Selected text:
↓

[REVIEW][PATCH 0/6] Wrapping up the vfs support for unprivileged mounts

Dave Chinner david at fromorbit.com
Tue May 29 22:17:10 UTC 2018

On Tue, May 29, 2018 at 08:12:28AM -0500, Eric W. Biederman wrote:
> Dave Chinner <david at fromorbit.com> writes:
> > On Thu, May 24, 2018 at 06:23:30PM -0500, Eric W. Biederman wrote:
> >> "Theodore Y. Ts'o" <tytso at mit.edu> writes:
> >> 
> >> > On Wed, May 23, 2018 at 06:22:56PM -0500, Eric W. Biederman wrote:
> >> >> 
> >> >> Very slowly the work has been progressing to ensure the vfs has the
> >> >> necessary support for mounting filesystems without privilege.
> >> >
> >> > What's the thinking behind how system administrators and/or file
> >> > systems would configure whether or not a particular file system type
> >> > will be allowed to be mounted w/o privilege?
> >> 
> >> The mechanism is .fs_flags in file_system_type.   If the FS_USERNS_MOUNT
> >> flag is set then root in a user namespace (AKA an unprivileged user)
> >> will be allowed to mount to mount the filesystem.
> >> 
> >> There are very real concerns about attacking a filesystem with an
> >> invalid filesystem image, or by a malicious protocol speaker.  So I
> >> don't want to enable anything without the file system maintainers
> >> consent and without a reasonable expecation that neither a system wide
> >> denial of service attack nor a privilege escalation attack is possible
> >> from if the filesystem is enabled.

↑

What is expected:
In the mailing list post on unprivileged mounts, which flag has to be set so that root in a user namespace may mount a filesystem?

Dataset records:
↓

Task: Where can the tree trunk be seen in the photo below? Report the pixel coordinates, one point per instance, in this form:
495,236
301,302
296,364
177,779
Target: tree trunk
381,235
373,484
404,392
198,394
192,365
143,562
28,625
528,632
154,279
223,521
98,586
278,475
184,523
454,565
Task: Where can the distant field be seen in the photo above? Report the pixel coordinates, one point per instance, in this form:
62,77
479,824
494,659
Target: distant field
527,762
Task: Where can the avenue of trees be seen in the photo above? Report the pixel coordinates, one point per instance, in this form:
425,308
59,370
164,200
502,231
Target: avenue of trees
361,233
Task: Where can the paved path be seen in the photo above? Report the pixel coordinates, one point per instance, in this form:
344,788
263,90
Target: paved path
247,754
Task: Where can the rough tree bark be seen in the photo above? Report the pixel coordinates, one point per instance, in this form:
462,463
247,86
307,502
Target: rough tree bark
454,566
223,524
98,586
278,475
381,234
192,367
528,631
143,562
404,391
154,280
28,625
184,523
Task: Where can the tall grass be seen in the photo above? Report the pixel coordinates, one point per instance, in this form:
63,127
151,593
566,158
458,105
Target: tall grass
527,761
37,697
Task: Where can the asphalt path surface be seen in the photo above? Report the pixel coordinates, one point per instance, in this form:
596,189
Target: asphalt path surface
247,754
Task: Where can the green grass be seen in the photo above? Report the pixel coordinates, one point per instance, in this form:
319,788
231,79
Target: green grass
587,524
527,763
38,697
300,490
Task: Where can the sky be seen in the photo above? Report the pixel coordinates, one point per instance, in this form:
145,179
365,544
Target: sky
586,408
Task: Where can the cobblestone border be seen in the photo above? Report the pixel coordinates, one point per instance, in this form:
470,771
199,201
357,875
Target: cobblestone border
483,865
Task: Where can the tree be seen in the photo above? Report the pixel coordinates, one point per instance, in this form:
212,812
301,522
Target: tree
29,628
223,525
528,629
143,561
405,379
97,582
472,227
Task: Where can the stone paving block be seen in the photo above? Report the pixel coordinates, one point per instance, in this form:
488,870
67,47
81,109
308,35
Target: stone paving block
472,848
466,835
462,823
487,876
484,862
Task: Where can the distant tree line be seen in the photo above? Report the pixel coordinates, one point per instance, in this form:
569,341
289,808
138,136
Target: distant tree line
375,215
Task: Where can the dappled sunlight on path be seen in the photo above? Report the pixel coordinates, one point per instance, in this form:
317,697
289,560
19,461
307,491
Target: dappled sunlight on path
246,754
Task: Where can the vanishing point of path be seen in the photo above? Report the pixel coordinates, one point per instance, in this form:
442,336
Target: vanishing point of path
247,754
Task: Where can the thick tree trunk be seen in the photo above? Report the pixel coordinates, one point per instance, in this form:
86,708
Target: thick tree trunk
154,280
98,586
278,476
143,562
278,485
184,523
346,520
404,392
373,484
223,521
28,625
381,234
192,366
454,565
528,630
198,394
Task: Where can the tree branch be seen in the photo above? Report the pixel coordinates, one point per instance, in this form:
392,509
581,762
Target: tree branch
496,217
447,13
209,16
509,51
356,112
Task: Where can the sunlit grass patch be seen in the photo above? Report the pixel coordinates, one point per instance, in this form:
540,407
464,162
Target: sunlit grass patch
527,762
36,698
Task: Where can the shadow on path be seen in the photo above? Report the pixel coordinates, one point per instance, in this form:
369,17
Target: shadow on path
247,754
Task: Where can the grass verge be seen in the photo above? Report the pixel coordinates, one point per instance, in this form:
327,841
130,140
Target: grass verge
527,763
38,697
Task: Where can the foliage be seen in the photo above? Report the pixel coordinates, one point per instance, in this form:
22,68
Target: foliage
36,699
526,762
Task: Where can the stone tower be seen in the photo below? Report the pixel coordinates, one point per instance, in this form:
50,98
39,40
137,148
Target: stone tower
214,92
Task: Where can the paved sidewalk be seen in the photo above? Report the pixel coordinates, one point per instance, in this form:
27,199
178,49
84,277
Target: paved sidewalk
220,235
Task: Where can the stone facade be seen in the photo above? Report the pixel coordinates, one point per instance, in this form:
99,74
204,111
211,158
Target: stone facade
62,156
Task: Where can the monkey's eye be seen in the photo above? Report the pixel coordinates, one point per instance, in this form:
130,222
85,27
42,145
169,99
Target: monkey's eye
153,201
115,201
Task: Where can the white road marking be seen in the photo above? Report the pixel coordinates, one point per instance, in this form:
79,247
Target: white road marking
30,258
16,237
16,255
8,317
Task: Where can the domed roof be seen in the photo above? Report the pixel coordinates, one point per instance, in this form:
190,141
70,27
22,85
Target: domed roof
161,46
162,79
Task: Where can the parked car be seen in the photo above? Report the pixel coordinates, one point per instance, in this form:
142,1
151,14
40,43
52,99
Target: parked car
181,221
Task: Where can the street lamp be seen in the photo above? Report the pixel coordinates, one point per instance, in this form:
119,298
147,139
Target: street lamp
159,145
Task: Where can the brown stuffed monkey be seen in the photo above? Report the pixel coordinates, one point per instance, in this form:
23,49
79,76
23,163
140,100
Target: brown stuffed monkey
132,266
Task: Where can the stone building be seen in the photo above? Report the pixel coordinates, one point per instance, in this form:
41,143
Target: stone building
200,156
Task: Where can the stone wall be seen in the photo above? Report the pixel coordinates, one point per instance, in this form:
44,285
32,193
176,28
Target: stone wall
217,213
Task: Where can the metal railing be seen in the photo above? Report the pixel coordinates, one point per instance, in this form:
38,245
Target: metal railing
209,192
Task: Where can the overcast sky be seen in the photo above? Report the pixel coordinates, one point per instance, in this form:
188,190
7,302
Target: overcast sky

↑
↓

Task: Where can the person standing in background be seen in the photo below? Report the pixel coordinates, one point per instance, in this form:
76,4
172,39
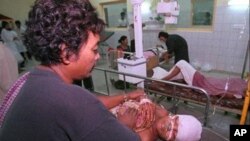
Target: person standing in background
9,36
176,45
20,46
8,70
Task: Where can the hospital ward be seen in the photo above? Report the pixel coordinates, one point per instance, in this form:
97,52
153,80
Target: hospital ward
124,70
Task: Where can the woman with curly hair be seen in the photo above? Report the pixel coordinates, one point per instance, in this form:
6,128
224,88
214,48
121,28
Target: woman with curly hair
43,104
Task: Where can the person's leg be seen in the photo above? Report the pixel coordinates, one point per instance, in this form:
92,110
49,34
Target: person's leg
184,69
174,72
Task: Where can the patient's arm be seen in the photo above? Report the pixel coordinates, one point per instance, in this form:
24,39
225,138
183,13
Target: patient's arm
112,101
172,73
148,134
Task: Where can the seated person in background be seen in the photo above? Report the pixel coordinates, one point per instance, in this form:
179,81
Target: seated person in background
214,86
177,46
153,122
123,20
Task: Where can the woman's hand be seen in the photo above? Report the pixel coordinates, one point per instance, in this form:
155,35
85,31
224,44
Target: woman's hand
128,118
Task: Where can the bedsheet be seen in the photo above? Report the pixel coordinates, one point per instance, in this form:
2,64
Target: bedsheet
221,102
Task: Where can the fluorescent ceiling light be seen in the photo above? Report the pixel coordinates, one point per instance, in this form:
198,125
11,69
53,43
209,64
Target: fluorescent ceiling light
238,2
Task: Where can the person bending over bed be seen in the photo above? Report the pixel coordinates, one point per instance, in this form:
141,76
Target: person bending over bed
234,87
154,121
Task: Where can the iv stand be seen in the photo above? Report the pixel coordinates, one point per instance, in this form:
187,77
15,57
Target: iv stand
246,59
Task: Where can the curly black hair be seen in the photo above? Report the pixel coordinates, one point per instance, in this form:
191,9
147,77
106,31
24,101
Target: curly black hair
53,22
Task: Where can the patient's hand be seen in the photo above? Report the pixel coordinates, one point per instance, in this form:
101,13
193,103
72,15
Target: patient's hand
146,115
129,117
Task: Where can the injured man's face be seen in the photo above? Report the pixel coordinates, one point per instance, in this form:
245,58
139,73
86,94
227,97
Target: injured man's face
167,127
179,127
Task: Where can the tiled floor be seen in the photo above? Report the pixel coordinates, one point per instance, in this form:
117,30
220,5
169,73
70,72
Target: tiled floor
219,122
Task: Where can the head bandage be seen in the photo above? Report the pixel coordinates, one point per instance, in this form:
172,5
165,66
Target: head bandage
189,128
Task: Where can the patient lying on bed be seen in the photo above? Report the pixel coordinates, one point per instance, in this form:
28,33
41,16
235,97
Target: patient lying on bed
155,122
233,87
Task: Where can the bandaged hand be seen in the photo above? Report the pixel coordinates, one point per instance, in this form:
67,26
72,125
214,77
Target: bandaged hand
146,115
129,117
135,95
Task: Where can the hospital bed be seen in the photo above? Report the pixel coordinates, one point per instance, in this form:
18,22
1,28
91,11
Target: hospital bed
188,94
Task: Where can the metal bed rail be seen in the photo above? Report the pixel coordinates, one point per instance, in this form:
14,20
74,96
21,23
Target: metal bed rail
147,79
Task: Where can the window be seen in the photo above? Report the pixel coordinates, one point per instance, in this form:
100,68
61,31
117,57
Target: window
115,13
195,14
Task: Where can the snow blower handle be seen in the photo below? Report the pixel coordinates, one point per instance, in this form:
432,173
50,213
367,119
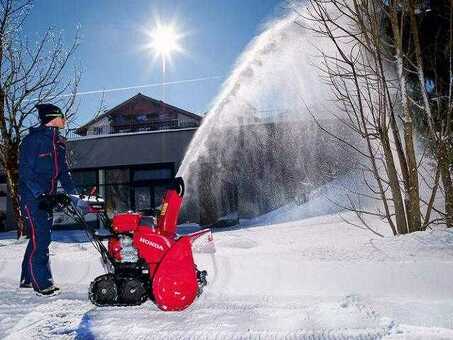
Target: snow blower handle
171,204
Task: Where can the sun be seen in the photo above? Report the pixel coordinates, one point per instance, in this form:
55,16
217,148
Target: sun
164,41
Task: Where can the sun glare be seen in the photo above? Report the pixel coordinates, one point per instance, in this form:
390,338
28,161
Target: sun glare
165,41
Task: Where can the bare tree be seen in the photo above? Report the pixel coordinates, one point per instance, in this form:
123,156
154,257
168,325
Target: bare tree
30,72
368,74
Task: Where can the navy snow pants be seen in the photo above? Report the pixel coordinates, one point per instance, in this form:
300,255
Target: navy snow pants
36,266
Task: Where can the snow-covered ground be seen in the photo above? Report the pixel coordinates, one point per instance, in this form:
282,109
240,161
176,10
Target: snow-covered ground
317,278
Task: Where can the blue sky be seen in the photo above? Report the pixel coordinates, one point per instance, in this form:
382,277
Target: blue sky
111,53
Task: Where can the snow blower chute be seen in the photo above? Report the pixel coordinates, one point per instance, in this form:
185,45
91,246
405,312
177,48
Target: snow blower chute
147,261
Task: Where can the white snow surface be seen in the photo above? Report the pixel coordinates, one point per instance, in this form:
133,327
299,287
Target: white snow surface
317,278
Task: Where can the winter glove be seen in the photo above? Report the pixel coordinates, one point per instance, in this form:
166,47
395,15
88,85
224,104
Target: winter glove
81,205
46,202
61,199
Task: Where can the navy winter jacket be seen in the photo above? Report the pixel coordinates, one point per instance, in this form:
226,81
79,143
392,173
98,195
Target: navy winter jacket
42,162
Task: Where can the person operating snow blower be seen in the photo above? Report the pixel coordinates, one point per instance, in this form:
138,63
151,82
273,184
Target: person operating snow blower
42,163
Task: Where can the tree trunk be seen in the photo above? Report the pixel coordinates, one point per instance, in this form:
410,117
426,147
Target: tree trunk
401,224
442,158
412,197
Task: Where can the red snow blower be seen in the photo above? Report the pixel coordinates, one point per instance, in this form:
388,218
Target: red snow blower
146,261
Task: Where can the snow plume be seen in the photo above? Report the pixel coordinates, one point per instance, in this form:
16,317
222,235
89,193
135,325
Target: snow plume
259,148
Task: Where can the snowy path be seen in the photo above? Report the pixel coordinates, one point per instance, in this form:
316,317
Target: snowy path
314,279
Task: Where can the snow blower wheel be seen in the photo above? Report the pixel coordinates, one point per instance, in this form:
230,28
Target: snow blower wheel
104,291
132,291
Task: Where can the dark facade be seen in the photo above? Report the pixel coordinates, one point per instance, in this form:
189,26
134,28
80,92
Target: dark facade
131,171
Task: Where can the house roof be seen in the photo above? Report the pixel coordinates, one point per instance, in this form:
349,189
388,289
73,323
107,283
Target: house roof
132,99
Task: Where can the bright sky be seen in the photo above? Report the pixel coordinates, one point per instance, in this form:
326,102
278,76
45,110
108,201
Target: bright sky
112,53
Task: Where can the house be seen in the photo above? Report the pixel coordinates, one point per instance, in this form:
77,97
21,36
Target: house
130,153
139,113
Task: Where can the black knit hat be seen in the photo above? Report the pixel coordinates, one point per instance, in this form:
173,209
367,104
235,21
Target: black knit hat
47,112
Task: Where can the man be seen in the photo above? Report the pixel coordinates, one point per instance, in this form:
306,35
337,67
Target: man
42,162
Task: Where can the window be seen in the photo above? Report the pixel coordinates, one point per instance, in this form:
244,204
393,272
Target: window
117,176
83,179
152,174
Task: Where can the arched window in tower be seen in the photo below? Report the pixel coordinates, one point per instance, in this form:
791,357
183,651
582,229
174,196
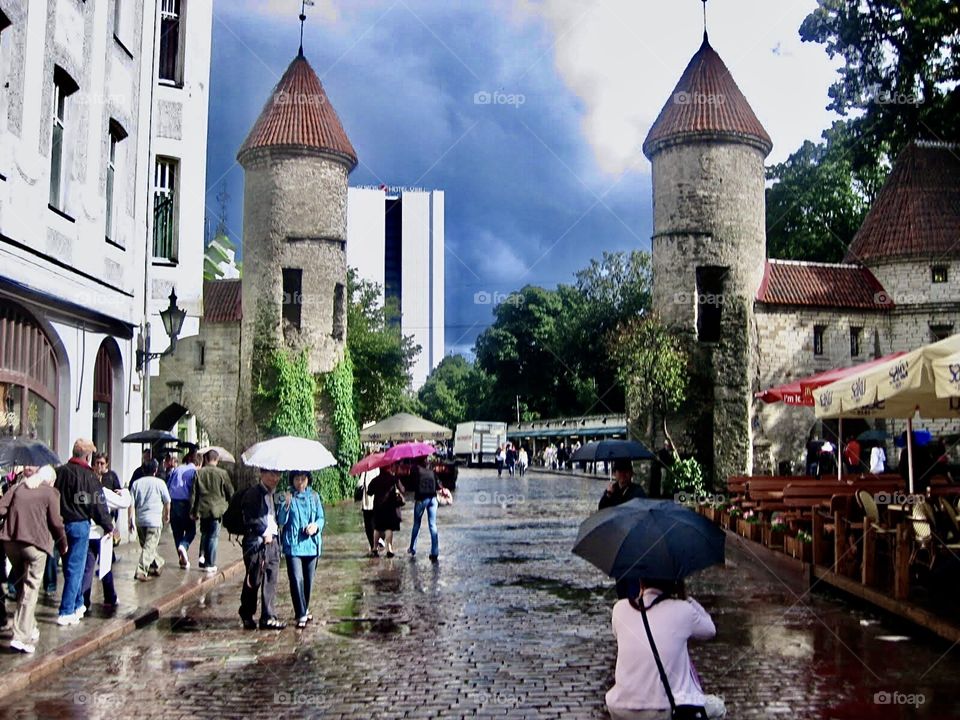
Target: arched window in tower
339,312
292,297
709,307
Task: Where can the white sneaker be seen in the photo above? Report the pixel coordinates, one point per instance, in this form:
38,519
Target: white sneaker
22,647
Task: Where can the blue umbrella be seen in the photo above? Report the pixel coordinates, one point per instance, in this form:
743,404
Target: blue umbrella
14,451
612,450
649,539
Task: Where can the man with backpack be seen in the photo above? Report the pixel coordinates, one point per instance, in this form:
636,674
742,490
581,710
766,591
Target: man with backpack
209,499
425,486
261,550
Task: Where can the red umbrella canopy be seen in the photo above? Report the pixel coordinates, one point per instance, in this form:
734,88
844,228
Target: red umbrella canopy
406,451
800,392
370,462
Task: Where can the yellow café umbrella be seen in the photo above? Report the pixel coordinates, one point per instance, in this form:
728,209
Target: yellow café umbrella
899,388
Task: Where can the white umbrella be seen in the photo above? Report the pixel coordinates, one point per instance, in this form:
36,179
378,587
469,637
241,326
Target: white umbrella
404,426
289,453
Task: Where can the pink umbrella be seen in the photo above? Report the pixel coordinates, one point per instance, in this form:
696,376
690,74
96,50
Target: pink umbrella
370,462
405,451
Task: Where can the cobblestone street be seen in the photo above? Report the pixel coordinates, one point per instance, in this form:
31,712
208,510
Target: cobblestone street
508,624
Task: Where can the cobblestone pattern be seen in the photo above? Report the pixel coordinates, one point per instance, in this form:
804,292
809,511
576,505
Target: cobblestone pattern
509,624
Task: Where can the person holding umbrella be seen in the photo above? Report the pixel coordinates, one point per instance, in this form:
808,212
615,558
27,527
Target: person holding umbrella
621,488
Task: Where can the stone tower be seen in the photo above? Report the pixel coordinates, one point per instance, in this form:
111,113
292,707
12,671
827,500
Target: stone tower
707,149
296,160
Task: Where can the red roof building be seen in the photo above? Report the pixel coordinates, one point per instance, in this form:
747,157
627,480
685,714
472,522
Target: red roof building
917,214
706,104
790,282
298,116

↑
↓

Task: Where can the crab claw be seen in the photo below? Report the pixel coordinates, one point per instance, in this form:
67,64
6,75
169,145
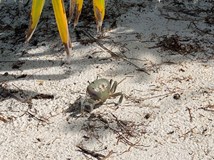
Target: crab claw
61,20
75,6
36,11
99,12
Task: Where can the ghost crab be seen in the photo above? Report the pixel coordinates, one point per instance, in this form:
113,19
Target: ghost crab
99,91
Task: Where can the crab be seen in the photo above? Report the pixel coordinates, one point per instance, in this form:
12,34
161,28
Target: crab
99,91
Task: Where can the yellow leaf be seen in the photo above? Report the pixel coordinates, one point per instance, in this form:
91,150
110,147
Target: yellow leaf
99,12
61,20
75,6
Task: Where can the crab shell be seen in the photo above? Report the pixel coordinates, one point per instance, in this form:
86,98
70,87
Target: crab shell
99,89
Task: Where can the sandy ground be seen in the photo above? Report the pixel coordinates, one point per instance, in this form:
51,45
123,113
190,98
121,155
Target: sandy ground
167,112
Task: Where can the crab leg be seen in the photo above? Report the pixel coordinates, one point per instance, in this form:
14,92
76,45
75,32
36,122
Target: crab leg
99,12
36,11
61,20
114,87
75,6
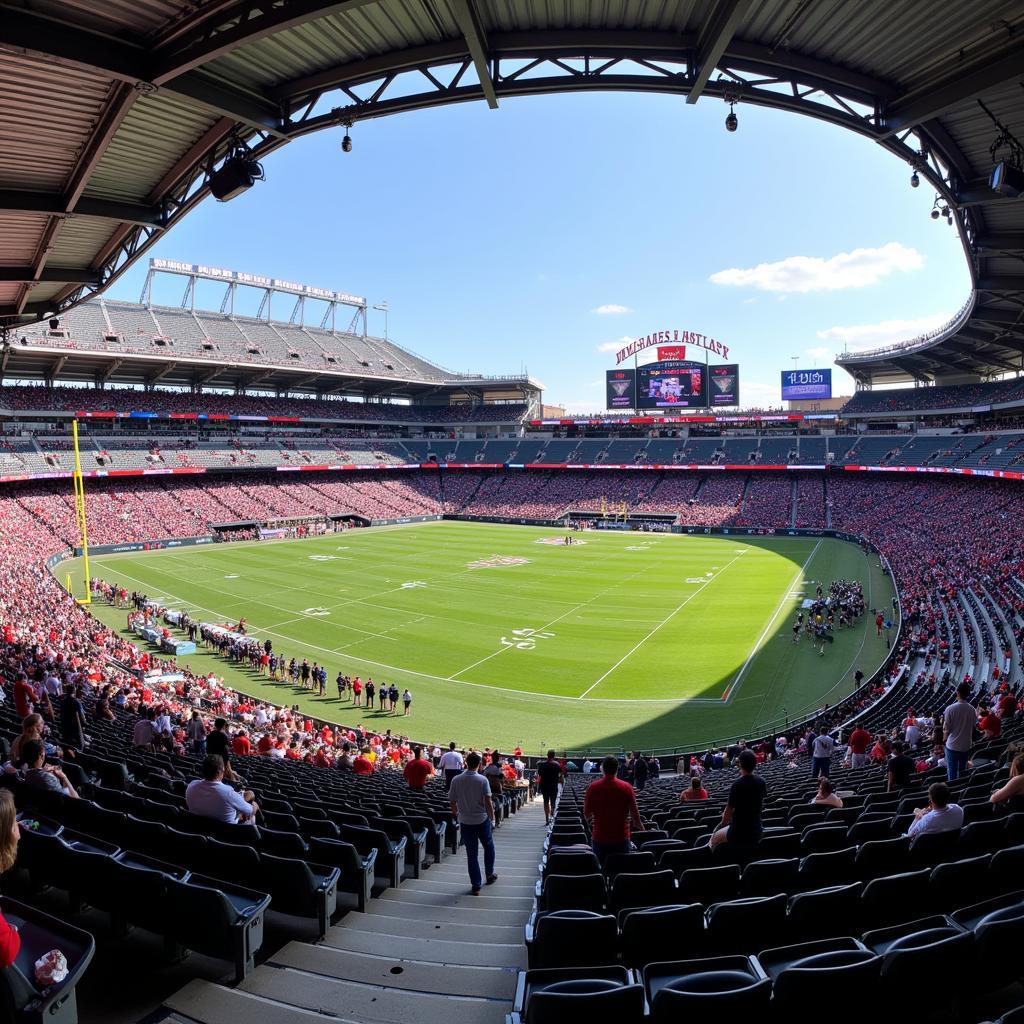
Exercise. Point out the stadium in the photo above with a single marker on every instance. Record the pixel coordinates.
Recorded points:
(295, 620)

↑

Output for this exercise:
FS_USERNS_MOUNT, set in .fs_flags in file_system_type.